▶ Records to process:
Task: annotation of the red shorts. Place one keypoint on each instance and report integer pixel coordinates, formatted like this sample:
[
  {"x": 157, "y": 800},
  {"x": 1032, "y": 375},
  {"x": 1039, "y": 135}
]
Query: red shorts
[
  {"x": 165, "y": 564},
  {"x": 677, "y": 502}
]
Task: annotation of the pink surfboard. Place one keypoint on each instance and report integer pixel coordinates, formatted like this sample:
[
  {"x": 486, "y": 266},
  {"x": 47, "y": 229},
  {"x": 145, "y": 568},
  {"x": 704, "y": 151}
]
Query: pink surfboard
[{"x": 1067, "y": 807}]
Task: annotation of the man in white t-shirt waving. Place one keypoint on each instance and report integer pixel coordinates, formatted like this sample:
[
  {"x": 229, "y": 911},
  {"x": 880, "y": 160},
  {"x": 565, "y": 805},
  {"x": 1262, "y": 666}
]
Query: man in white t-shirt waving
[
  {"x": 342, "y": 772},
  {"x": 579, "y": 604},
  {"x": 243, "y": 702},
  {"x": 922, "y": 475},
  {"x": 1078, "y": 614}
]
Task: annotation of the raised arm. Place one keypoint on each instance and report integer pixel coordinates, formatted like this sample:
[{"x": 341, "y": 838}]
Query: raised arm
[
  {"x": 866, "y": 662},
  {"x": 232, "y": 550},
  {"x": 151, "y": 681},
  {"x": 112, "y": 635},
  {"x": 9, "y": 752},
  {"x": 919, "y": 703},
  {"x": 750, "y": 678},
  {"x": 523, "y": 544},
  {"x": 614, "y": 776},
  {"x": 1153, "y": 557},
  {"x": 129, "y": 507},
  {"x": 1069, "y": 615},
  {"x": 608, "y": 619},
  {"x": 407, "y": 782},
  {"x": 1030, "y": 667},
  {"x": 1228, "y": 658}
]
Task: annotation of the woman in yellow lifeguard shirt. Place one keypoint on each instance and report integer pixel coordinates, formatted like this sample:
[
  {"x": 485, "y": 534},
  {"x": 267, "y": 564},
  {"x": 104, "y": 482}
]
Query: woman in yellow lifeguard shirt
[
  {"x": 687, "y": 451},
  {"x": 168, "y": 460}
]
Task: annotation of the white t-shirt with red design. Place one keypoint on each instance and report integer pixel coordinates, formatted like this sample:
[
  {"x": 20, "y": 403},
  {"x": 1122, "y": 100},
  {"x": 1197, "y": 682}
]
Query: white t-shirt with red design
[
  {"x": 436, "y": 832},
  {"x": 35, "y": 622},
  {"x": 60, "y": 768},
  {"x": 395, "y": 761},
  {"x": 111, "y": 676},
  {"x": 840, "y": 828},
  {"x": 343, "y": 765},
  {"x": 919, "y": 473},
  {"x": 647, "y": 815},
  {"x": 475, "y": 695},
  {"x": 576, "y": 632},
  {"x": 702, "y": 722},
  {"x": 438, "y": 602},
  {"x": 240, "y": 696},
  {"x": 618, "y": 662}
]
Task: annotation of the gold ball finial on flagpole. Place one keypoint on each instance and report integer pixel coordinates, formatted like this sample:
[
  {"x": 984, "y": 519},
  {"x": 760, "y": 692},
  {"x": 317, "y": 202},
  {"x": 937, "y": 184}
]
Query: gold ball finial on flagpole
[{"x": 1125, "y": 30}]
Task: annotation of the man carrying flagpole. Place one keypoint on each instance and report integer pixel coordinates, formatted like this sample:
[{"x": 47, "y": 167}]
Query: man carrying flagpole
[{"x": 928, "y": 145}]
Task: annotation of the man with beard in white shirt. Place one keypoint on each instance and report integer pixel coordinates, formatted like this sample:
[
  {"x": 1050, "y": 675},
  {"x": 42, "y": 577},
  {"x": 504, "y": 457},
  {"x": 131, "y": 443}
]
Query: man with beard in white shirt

▶ To do: Every line above needs to be retyped exactly.

▶ Written response:
Task: annotation of the red shorts. Place one keypoint on each instance and report integer pixel coordinates, formatted like this sample:
[
  {"x": 157, "y": 800},
  {"x": 1032, "y": 375},
  {"x": 1039, "y": 135}
]
Query: red shorts
[
  {"x": 165, "y": 564},
  {"x": 677, "y": 502}
]
Task: annotation of the pink surfboard. Place one keypoint on each instance and report integer pixel coordinates, formatted like this sample:
[
  {"x": 486, "y": 266},
  {"x": 47, "y": 229},
  {"x": 145, "y": 568},
  {"x": 704, "y": 151}
]
Query: pink surfboard
[{"x": 1067, "y": 807}]
Task: annotation of the man in white t-shirt waving. Place one keypoint on each instance and report integer pixel coordinates, formatted like this sample:
[
  {"x": 229, "y": 911},
  {"x": 880, "y": 160},
  {"x": 565, "y": 805},
  {"x": 1262, "y": 666}
]
Query: man in white t-shirt waving
[
  {"x": 342, "y": 772},
  {"x": 579, "y": 604},
  {"x": 243, "y": 702},
  {"x": 922, "y": 475},
  {"x": 1078, "y": 614}
]
Task: annotation of the raised arm. Place one keypoint on each instance and report integer pixel coordinates, formatted like this sample:
[{"x": 341, "y": 838}]
Query: raised arm
[
  {"x": 866, "y": 662},
  {"x": 232, "y": 550},
  {"x": 151, "y": 681},
  {"x": 112, "y": 635},
  {"x": 9, "y": 752},
  {"x": 919, "y": 703},
  {"x": 750, "y": 678},
  {"x": 523, "y": 544},
  {"x": 614, "y": 776},
  {"x": 1153, "y": 557},
  {"x": 129, "y": 507},
  {"x": 1069, "y": 615},
  {"x": 608, "y": 619},
  {"x": 407, "y": 782},
  {"x": 1030, "y": 667},
  {"x": 1228, "y": 658}
]
Task: annotation of the woman in yellow lifeguard shirt. Place one keypoint on each instance and report integer pixel coordinates, formatted like this sample:
[
  {"x": 485, "y": 534},
  {"x": 267, "y": 564},
  {"x": 104, "y": 482}
]
Query: woman in yellow lifeguard shirt
[
  {"x": 687, "y": 451},
  {"x": 168, "y": 460}
]
Task: annotation of the white t-shirt with red design. Place one keypoint on each instance and report integer pixel coordinates, formatted like this sample:
[
  {"x": 20, "y": 403},
  {"x": 1122, "y": 100},
  {"x": 1197, "y": 682}
]
Query: white t-shirt with red design
[
  {"x": 436, "y": 832},
  {"x": 35, "y": 622},
  {"x": 60, "y": 768},
  {"x": 395, "y": 761},
  {"x": 111, "y": 676},
  {"x": 840, "y": 828},
  {"x": 343, "y": 765},
  {"x": 919, "y": 473},
  {"x": 647, "y": 815},
  {"x": 475, "y": 695},
  {"x": 576, "y": 632},
  {"x": 702, "y": 722},
  {"x": 438, "y": 602},
  {"x": 240, "y": 696},
  {"x": 618, "y": 662}
]
Task: annotation of the gold ball finial on flagpole. Place one keypoint on each instance and report integer pixel coordinates, formatted like this sample:
[
  {"x": 984, "y": 519},
  {"x": 760, "y": 692},
  {"x": 317, "y": 202},
  {"x": 937, "y": 184}
]
Query: gold ball finial on flagpole
[{"x": 1125, "y": 30}]
Task: annotation of the man carrying flagpole. Place one keypoint on each instance and report integer pixel coordinates, formatted like this sample:
[{"x": 47, "y": 167}]
Query: man carrying flagpole
[{"x": 928, "y": 145}]
Task: annotation of the man with beard in white shirt. Place one keypoint on each instance and report integer pixel coordinates, formatted like this sample:
[
  {"x": 1050, "y": 675},
  {"x": 42, "y": 577},
  {"x": 504, "y": 457},
  {"x": 131, "y": 443}
]
Query: man with beard in white shirt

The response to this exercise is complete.